§ **STORED ROWS**:
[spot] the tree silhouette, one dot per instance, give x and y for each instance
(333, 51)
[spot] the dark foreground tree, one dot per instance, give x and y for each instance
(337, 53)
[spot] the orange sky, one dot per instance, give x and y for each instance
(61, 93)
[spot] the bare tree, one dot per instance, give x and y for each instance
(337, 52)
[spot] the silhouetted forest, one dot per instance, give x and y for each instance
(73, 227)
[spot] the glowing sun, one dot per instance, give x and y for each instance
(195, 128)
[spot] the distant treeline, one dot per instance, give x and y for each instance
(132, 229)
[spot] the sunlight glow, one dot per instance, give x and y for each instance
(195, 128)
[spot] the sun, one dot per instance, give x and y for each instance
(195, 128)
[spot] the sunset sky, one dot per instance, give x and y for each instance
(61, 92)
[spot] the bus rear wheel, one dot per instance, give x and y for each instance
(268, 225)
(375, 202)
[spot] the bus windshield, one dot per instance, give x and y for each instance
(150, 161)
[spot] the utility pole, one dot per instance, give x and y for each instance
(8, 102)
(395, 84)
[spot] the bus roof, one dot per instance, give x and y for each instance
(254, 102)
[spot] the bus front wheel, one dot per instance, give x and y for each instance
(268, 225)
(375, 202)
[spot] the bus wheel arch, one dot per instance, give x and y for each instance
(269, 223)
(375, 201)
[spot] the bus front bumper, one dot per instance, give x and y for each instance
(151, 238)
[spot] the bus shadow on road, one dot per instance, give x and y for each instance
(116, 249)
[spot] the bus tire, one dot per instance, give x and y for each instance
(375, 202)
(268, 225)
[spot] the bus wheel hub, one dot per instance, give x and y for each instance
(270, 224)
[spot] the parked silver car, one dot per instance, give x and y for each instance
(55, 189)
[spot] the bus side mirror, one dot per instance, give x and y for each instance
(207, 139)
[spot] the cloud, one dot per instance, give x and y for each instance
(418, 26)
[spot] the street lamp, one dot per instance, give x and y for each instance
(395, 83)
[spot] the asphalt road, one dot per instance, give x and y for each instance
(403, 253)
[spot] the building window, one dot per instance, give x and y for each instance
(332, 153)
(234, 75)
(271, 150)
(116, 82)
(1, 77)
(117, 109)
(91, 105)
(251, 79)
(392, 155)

§ **REQUIRED WORK**: Reproduce every entry above verbatim, keeping each line's wording and order unchanged.

§ **EXERCISE OUTPUT**:
[spot] the tree silhouette, one dot per instance, give x and y for each instance
(333, 51)
[spot] the dark foreground tree, one dot per instance, give x and y for each instance
(337, 53)
[spot] the orange sky, one dot per instance, give x and y for each instance
(61, 93)
[spot] the bare tree, one dot per instance, give x and y for each instance
(337, 52)
[spot] the silhouetted forest, one dot per instance, give x and y for each instance
(73, 227)
[spot] the glowing sun, one dot per instance, give x and y for each instance
(195, 128)
[spot] the distant treeline, one dot per instance, give x and y for each instance
(132, 229)
[spot] the sunlight glow, one dot per instance, give x and y for each instance
(195, 128)
[spot] the sun, one dot per instance, give x and y for each instance
(195, 128)
[spot] the sunset sky, one dot per instance, give x and y for each instance
(61, 92)
[spot] the bus rear wheel, one dot per instance, give x and y for each instance
(268, 225)
(375, 202)
[spot] the bus windshield, one dot per instance, give x and y for each instance
(150, 161)
[spot] the utility pole, one dot per instance, give x and y for each instance
(8, 102)
(395, 84)
[spot] the bus roof, one dot per instance, give x and y for each instance
(254, 102)
[spot] the bus front wheel, one dot per instance, give x and y for each instance
(268, 225)
(375, 202)
[spot] the bus wheel arch, one dot per instance, give x and y for each instance
(269, 223)
(375, 201)
[spot] the bus front bumper, one dot per instance, give x and y for each instance
(151, 238)
[spot] the bus shadow on road, one dot per instance, give x and y for each instance
(116, 249)
[spot] the bus tire, one dot per instance, give x and y for each instance
(375, 202)
(268, 225)
[spot] the bus wheel hub, one dot per instance, give x and y for each instance
(270, 224)
[spot] the parked silver car, one dot per instance, give x and y for each instance
(55, 189)
[spot] the bus side mirror, one dot per instance, give x and y for each instance
(207, 139)
[spot] the cloud, one dot per instance, give x and y for each instance
(418, 26)
[spot] the street lamp, one dot per instance, give x and y for each instance
(395, 83)
[spot] the asphalt road, one dot per instance, give x and y for each instance
(403, 253)
[spot] the building window, one dot per instance, give x and y for each instance
(332, 153)
(234, 75)
(271, 150)
(116, 82)
(1, 77)
(117, 109)
(91, 105)
(251, 79)
(392, 155)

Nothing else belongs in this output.